- [Data shown]
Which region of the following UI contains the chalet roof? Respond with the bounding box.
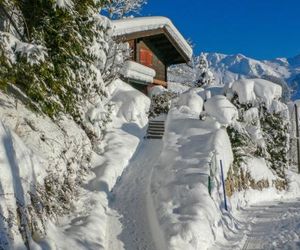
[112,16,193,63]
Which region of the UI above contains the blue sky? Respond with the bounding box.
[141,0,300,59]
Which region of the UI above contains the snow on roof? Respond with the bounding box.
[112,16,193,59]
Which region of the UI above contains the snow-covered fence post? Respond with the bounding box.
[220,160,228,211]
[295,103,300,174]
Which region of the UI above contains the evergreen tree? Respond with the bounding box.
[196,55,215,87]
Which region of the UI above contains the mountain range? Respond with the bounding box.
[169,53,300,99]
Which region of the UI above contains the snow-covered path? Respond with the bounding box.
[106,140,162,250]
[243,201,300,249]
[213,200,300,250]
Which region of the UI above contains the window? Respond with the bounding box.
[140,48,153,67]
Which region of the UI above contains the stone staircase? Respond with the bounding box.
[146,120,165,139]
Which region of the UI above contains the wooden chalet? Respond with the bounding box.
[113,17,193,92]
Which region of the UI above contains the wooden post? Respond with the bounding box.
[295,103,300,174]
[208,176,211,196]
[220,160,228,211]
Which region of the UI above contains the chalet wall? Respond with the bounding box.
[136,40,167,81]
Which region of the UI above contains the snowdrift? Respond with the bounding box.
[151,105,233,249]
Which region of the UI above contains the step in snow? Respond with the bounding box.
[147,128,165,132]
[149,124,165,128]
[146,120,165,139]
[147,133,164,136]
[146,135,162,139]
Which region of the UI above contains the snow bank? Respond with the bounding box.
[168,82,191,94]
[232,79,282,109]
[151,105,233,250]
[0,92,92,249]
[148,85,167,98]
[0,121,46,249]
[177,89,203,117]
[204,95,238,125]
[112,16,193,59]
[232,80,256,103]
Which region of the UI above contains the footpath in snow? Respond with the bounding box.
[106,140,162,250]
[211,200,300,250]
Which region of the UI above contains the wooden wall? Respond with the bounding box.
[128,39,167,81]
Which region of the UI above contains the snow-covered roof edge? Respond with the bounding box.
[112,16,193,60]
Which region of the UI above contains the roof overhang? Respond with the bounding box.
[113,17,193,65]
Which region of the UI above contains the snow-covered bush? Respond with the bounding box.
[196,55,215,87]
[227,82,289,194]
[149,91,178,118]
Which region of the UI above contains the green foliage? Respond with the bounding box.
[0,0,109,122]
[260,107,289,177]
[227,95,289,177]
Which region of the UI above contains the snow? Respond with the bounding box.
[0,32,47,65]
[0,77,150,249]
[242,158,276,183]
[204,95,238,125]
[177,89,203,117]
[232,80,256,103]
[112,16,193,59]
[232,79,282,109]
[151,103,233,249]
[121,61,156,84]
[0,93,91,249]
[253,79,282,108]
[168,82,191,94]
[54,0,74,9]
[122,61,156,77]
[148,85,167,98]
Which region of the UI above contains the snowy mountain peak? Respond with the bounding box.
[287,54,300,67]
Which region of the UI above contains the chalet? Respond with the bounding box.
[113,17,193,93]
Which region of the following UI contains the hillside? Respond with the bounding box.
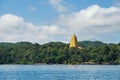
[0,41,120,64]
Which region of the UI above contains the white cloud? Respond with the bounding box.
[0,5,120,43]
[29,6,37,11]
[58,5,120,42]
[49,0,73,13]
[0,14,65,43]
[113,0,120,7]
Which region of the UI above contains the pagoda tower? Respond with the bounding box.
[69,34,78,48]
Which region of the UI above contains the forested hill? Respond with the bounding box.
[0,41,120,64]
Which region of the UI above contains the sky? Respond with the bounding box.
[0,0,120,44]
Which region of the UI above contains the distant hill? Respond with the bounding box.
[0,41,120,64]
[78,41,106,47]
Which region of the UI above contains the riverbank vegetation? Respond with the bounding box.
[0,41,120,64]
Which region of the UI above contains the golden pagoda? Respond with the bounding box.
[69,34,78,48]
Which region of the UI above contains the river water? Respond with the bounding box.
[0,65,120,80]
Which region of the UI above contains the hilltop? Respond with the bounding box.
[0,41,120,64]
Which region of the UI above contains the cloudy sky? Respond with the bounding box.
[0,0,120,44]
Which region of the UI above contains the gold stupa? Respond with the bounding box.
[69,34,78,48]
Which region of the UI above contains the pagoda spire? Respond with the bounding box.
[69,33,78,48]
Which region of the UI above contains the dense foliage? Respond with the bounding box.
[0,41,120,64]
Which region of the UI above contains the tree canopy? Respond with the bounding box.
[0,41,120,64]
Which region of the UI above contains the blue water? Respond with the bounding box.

- [Exercise task]
Rewrite the material above with every "Respond with" changed to "Give" and everything else left as it is, leaving out the pictures.

- [Expected answer]
Which region of the following UI contains the chalet roof? Give the bounding box.
[112,16,193,63]
Which region of the UI above contains the blue sky? Give the bounding box.
[141,0,300,59]
Which region of the UI above contains the snow on roof? Give the bounding box.
[112,16,193,59]
Which region of the UI above contains the snow-covered fence post? Give the bounding box.
[220,160,228,211]
[295,103,300,174]
Which region of the UI above contains the evergreen tree? Give the bounding box.
[196,55,215,87]
Which region of the UI above contains the mountain range? Give the bounding box.
[169,53,300,99]
Which region of the UI above contains the snow-covered path? Give the bounding box.
[106,140,162,250]
[243,201,300,249]
[213,200,300,250]
Which region of the UI above contains the window? Give the bounding box.
[140,48,153,67]
Which region of the UI above contains the stone staircase? Give the bounding box.
[146,120,165,139]
Which region of the UI above contains the wooden chalet? Give the bounding box.
[113,17,193,92]
Which region of the UI above contains the wooden post? Give the bounding box.
[295,103,300,174]
[208,176,211,196]
[220,160,228,211]
Which region of the UI above contains the chalet wall? Give the bounding box.
[136,40,167,81]
Which region of the UI above contains the snowdrift? Give the bounding box.
[151,105,233,249]
Which region of the UI above contains the step in snow? Give the bounding box.
[147,128,165,132]
[149,124,165,128]
[146,120,165,139]
[147,133,164,136]
[146,135,162,139]
Which region of the UI above contains the snow bank? Give the bounding box.
[168,82,191,94]
[232,79,282,109]
[151,105,233,250]
[0,92,92,249]
[148,85,167,98]
[0,121,46,249]
[177,89,203,117]
[204,95,238,125]
[112,16,193,59]
[232,80,256,103]
Which region of the UI above contains the footpath in snow? Give the bounding box.
[106,140,162,250]
[211,200,300,250]
Which region of the UI above contains the wooden wall? Give the bounding box.
[128,39,167,81]
Which region of the UI above contains the snow-covered roof edge? Give the bounding box.
[112,16,193,60]
Which region of the UI above contains the roof overhang? Give the bounding box.
[113,17,193,65]
Which region of the UI above contains the snow-covered bush? Give the bounding box.
[196,55,215,87]
[227,82,289,194]
[149,91,178,118]
Which region of the UI above contains the green foliage? Give the bounding box.
[0,0,109,122]
[260,107,289,177]
[227,95,289,177]
Which region of the UI above contains the snow? Give the bounding box.
[0,32,47,65]
[0,77,150,249]
[242,158,276,183]
[204,95,238,125]
[177,89,203,117]
[232,80,256,103]
[112,16,193,59]
[232,79,282,109]
[151,103,233,249]
[121,61,156,84]
[0,93,91,249]
[253,79,282,108]
[168,82,191,94]
[54,0,74,9]
[122,61,156,77]
[148,85,167,98]
Which region of the UI above contains the snowy mountain peak? Give the bounding box.
[287,54,300,67]
Which region of the UI above contains the chalet? Give the bounding box.
[113,17,193,93]
Which region of the following UI contains the hillside? Give the bounding box.
[0,41,120,64]
Which region of the UI above contains the white cloud? Give the bounding box.
[0,5,120,43]
[29,6,37,11]
[58,5,120,42]
[49,0,73,13]
[0,14,65,43]
[113,0,120,7]
Which region of the UI above contains the pagoda tower? Give the bounding box.
[69,34,78,48]
Which region of the UI above contains the forested hill? Give the bounding box.
[0,41,120,64]
Which region of the UI above contains the sky? Give the bounding box.
[0,0,120,44]
Which region of the UI above contains the distant hill? Give the bounding box.
[0,41,120,64]
[78,41,106,47]
Which region of the UI above contains the riverbank vegetation? Give the bounding box.
[0,41,120,64]
Which region of the UI above contains the golden pagoda? Give the bounding box.
[69,34,78,48]
Which region of the UI above contains the river water? Give the bounding box.
[0,65,120,80]
Which region of the UI above contains the hilltop? Give the bounding box.
[0,41,120,64]
Which region of the UI above contains the cloudy sky? Give the bounding box.
[0,0,120,44]
Which region of the UI above contains the gold stupa? Give the bounding box.
[69,34,78,48]
Which region of the UI above contains the pagoda spire? Give the bounding box.
[69,33,78,48]
Which region of the UI above contains the dense foliage? Give the bounding box.
[0,41,120,64]
Which region of the UI above contains the tree canopy? Give the bounding box.
[0,41,120,64]
Which region of the UI above contains the blue water? Give the bounding box.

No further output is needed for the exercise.